WHAT YOU WILL DO =
For this exercise, report every line of the material that includes "shoulder".

DATA SUPPLIED =
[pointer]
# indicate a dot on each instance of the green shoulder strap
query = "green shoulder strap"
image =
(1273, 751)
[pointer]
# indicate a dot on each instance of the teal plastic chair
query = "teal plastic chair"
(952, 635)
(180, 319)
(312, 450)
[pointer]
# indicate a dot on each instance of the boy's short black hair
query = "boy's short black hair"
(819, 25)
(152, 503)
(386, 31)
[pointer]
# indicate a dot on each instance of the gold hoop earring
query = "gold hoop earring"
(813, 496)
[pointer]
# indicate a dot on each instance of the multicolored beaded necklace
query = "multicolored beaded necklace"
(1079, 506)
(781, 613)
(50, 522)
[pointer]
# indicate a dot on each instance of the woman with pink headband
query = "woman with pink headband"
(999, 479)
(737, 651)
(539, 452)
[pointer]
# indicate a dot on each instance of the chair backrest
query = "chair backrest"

OUTPUT OF THE EXERCISE =
# indicate a dot on each instance of the green shoulder strap
query = "green shoulder strap"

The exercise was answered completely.